**What is expected:** Look through the listing underneath for "below", and copy every line that has it.
(Data listing)
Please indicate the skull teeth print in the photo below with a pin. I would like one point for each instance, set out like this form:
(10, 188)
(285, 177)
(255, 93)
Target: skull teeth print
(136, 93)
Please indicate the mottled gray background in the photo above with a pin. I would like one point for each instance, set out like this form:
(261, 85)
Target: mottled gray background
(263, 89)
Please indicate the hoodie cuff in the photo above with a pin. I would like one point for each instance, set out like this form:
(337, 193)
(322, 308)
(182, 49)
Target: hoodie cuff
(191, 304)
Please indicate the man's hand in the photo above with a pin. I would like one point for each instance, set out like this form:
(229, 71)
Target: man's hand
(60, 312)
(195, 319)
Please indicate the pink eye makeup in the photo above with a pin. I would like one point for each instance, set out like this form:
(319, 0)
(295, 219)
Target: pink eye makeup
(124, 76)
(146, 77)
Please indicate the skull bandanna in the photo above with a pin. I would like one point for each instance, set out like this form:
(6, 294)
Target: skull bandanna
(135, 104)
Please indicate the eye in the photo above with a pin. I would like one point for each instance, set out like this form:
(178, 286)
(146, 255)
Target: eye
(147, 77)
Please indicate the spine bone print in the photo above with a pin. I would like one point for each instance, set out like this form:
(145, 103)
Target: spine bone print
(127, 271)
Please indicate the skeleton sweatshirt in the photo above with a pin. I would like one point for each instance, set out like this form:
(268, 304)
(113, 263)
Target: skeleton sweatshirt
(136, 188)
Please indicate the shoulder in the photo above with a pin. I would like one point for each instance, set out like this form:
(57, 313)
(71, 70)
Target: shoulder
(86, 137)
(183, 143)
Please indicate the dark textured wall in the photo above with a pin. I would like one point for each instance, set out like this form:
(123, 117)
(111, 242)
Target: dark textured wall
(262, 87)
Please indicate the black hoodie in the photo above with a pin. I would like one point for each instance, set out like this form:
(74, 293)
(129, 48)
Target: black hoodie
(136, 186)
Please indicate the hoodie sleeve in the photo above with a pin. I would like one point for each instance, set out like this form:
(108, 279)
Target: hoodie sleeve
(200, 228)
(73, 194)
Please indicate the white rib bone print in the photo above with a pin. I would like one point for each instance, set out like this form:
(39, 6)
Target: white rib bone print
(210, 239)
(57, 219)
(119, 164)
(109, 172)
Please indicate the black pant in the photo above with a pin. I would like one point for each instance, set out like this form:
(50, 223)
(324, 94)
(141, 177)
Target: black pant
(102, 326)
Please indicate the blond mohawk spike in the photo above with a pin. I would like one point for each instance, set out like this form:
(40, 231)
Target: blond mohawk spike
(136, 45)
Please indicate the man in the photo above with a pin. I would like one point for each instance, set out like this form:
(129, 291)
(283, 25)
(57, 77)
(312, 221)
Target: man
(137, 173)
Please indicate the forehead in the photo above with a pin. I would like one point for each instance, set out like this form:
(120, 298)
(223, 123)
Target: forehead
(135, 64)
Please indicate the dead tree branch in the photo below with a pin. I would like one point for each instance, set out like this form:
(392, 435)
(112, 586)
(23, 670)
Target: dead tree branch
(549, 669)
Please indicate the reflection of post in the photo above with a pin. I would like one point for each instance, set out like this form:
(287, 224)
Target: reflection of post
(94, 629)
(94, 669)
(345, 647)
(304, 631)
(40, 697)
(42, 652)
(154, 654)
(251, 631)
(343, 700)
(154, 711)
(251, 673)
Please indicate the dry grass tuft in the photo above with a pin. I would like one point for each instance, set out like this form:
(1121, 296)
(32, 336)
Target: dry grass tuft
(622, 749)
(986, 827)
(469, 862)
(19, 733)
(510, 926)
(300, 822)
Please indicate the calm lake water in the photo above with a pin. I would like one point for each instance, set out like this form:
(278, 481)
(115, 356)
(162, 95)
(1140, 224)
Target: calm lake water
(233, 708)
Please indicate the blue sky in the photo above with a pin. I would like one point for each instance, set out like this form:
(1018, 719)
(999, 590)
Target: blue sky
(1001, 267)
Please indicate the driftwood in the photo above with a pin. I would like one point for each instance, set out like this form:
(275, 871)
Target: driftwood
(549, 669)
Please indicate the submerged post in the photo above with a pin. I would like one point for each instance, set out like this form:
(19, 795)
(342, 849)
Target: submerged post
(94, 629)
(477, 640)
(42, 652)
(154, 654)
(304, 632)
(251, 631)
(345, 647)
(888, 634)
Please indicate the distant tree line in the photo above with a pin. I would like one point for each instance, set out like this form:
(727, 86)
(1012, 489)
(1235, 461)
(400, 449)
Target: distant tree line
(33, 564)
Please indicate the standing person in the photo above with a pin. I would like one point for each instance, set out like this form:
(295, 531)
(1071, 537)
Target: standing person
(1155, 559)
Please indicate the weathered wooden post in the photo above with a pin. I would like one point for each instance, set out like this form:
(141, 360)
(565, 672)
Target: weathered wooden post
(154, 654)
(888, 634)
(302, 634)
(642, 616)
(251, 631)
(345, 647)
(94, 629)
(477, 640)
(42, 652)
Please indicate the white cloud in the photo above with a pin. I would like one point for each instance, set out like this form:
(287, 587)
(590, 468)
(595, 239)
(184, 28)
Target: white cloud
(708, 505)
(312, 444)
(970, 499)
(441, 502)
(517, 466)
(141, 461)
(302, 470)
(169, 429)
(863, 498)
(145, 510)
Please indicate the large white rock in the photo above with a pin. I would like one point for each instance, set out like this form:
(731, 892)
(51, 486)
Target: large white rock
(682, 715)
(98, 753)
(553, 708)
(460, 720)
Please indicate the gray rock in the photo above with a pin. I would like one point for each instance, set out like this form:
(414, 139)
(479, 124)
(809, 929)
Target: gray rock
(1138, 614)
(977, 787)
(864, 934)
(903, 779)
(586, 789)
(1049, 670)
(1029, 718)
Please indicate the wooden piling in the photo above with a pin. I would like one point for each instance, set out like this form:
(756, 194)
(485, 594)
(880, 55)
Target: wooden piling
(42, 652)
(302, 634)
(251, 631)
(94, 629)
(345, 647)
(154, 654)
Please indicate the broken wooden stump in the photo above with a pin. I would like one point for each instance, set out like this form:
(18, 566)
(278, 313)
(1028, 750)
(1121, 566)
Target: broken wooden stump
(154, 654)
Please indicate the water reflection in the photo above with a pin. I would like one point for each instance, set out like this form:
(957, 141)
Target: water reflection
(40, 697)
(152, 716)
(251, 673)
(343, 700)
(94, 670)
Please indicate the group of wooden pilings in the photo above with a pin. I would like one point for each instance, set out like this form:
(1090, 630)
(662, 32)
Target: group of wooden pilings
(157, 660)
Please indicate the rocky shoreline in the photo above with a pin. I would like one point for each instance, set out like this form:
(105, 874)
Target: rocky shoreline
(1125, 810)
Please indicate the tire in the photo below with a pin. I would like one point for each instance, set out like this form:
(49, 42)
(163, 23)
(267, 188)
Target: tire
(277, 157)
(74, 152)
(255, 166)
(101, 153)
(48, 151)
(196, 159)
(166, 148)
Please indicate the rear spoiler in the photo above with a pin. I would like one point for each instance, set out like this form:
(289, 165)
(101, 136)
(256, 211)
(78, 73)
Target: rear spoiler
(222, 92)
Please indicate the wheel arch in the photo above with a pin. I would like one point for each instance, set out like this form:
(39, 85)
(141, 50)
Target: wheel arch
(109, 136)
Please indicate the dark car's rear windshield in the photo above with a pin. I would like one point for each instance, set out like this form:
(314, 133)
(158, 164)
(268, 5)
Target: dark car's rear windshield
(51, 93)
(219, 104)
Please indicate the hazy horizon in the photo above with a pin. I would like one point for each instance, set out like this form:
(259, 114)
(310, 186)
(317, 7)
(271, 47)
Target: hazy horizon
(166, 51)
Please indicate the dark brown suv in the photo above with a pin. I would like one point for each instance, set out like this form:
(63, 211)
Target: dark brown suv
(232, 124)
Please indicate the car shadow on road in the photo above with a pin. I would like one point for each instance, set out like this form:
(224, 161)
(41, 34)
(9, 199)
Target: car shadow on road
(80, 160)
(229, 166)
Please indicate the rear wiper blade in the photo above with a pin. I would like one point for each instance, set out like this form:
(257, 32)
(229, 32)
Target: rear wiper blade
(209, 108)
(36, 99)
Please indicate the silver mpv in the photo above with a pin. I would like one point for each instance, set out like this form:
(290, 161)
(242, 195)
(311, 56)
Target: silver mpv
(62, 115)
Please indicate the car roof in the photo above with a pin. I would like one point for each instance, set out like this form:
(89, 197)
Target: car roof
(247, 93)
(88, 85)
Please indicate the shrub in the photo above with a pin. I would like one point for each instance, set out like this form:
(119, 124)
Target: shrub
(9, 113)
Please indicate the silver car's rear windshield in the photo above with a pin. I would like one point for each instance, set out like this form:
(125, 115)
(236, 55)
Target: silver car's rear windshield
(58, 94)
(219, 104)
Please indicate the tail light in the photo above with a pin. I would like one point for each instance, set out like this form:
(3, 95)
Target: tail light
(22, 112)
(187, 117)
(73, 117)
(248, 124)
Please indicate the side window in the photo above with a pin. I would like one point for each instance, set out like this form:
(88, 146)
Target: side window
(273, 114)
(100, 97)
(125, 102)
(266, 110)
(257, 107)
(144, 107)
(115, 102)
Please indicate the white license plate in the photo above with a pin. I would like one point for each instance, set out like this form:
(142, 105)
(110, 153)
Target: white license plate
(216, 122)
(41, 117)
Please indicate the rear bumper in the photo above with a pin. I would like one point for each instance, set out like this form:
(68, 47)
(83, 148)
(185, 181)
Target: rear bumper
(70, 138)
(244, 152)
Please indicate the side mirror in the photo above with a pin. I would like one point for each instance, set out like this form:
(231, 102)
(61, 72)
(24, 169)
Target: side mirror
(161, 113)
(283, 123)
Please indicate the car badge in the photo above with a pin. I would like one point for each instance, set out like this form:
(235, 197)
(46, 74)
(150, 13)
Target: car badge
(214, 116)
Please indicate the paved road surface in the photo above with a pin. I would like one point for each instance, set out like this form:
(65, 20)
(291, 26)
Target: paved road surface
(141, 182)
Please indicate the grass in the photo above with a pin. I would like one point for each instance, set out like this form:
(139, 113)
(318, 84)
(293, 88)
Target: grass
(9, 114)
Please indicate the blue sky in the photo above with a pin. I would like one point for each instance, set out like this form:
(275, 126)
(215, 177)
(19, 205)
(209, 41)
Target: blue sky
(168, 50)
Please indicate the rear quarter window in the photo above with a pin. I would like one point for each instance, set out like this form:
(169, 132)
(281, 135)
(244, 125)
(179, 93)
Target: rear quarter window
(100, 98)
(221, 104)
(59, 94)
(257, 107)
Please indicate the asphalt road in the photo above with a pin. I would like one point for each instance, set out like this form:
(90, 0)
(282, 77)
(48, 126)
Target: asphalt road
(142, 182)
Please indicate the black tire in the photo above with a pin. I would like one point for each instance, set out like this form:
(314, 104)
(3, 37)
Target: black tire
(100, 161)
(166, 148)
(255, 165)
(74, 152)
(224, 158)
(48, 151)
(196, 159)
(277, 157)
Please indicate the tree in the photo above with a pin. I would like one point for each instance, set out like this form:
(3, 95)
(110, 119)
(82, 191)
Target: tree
(End Data listing)
**Response for this exercise:**
Please indicate the skull teeth print in the photo below with a pin. I would like one point for each instance, set out like this form:
Please indicate the dead tree branch in the photo below with a pin. I would like one point for each instance, set out like this form:
Please indicate the tire in the photo below with a pin. I would like one point for each instance, set out like this form:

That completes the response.